• _Objective_:
Can you turn the records below into a Markdown table with a "Row" column for the row number and a "Line" column for the line, skipping blank lines and leaving out the pictures?

Records on locating named things:
■ ■ ■ ■

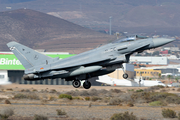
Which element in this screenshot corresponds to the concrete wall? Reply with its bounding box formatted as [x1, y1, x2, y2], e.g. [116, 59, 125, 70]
[108, 63, 134, 79]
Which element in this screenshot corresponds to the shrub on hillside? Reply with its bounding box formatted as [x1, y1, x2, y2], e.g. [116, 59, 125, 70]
[109, 98, 122, 105]
[131, 92, 180, 104]
[4, 99, 11, 104]
[136, 89, 144, 92]
[91, 96, 101, 101]
[59, 94, 72, 100]
[0, 108, 14, 119]
[162, 109, 177, 118]
[85, 97, 90, 101]
[110, 112, 138, 120]
[127, 102, 134, 107]
[56, 109, 67, 115]
[177, 88, 180, 92]
[33, 114, 48, 120]
[14, 93, 39, 100]
[149, 101, 167, 106]
[110, 89, 122, 93]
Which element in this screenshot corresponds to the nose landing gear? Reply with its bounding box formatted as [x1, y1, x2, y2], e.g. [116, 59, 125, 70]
[122, 65, 128, 79]
[72, 80, 81, 88]
[83, 80, 91, 89]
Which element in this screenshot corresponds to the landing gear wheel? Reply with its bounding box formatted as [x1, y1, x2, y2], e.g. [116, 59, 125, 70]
[72, 80, 81, 88]
[123, 73, 128, 79]
[83, 81, 91, 89]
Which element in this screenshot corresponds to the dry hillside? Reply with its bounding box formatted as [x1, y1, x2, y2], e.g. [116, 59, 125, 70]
[0, 9, 112, 53]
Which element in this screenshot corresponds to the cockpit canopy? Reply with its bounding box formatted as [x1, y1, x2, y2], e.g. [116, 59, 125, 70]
[113, 35, 148, 43]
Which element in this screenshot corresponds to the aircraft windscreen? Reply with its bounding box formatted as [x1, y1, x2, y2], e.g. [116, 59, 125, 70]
[112, 35, 148, 43]
[112, 37, 136, 43]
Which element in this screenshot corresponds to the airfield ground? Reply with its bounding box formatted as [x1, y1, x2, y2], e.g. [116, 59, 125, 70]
[0, 84, 180, 120]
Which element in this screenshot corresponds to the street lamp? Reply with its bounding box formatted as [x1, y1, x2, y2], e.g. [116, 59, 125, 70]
[109, 16, 112, 35]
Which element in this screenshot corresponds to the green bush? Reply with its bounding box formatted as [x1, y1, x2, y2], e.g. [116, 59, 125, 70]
[177, 88, 180, 92]
[149, 101, 167, 106]
[73, 96, 80, 100]
[162, 109, 177, 118]
[56, 109, 67, 115]
[136, 89, 144, 92]
[0, 108, 14, 119]
[59, 94, 72, 100]
[131, 92, 180, 104]
[110, 112, 138, 120]
[33, 114, 48, 120]
[109, 98, 122, 105]
[178, 113, 180, 120]
[14, 93, 39, 100]
[85, 97, 90, 101]
[127, 102, 134, 107]
[91, 96, 101, 101]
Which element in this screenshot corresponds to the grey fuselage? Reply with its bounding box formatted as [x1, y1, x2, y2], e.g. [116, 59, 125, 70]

■ ■ ■ ■

• _Result_:
| Row | Line |
|---|---|
| 1 | Which element in this screenshot corresponds to the concrete wall? Reply with its bounding box formatted as [x1, y1, x2, y2], e.g. [116, 59, 125, 70] |
| 2 | [108, 63, 134, 79] |
| 3 | Which element in this screenshot corresponds to the shrub on hillside? Reply with its bounding box formatted as [x1, y1, x2, y2], e.g. [116, 59, 125, 70] |
| 4 | [109, 98, 122, 105] |
| 5 | [131, 92, 180, 104] |
| 6 | [4, 99, 11, 104] |
| 7 | [136, 89, 144, 92] |
| 8 | [91, 96, 101, 101] |
| 9 | [59, 94, 72, 100] |
| 10 | [0, 108, 14, 119] |
| 11 | [162, 109, 177, 118] |
| 12 | [85, 97, 90, 101] |
| 13 | [110, 112, 138, 120] |
| 14 | [127, 102, 134, 107] |
| 15 | [56, 109, 67, 115] |
| 16 | [177, 88, 180, 92] |
| 17 | [33, 114, 48, 120] |
| 18 | [14, 93, 39, 100] |
| 19 | [149, 101, 167, 106] |
| 20 | [110, 89, 122, 93] |
| 21 | Which element in this screenshot corresponds to the nose landing gear? Reply with its bounding box formatted as [x1, y1, x2, y2], e.g. [116, 59, 125, 70] |
| 22 | [122, 65, 128, 79] |
| 23 | [72, 80, 81, 88] |
| 24 | [83, 80, 91, 89] |
| 25 | Which element in this screenshot corresponds to the landing gear wheel? Reply with its bounding box formatted as [x1, y1, x2, y2], e.g. [116, 59, 125, 70] |
| 26 | [72, 80, 81, 88] |
| 27 | [123, 73, 128, 79] |
| 28 | [83, 81, 91, 89] |
| 29 | Which element in this screenshot corresponds to the dry hillside? Reply with its bounding box formatted as [x1, y1, x2, y2], e.g. [116, 59, 125, 70] |
| 30 | [0, 9, 112, 53] |
| 31 | Which element in this screenshot corresponds to the cockpit canopy? Reply with its bounding box formatted as [x1, y1, x2, y2], e.g. [116, 59, 125, 70] |
| 32 | [113, 35, 148, 43] |
| 33 | Which element in this screenshot corresponds to the aircraft windscreen? Reply with its bounding box formatted as [x1, y1, x2, y2], e.g. [116, 59, 125, 70] |
| 34 | [112, 35, 148, 43] |
| 35 | [112, 37, 136, 43] |
| 36 | Which element in this screenshot corresponds to the airfield ground? Reply with its bounding box formatted as [x1, y1, x2, y2], e.g. [116, 59, 125, 70] |
| 37 | [0, 84, 180, 120] |
| 38 | Which element in this screenshot corresponds to the street lamp? Reply with its bounding box formatted as [x1, y1, x2, y2], e.g. [116, 59, 125, 70] |
| 39 | [109, 16, 112, 35] |
| 40 | Which element in this screenshot corresponds to the green bush? Reply with its bounding box formatted as [x1, y1, x2, y2], e.g. [116, 59, 125, 70] |
| 41 | [177, 88, 180, 92] |
| 42 | [149, 101, 167, 106] |
| 43 | [73, 96, 80, 100] |
| 44 | [162, 109, 177, 118] |
| 45 | [56, 109, 67, 115] |
| 46 | [136, 89, 144, 92] |
| 47 | [0, 108, 14, 119] |
| 48 | [59, 94, 72, 100] |
| 49 | [131, 92, 180, 104] |
| 50 | [110, 112, 138, 120] |
| 51 | [33, 114, 48, 120] |
| 52 | [109, 98, 122, 105] |
| 53 | [178, 113, 180, 120] |
| 54 | [14, 93, 39, 100] |
| 55 | [85, 97, 90, 101] |
| 56 | [127, 102, 134, 107] |
| 57 | [91, 96, 101, 101] |
| 58 | Which element in this screenshot corresponds to the grey fuselage? Reply with its bounding box formatted as [x1, y1, x2, y2], e.g. [116, 59, 125, 70] |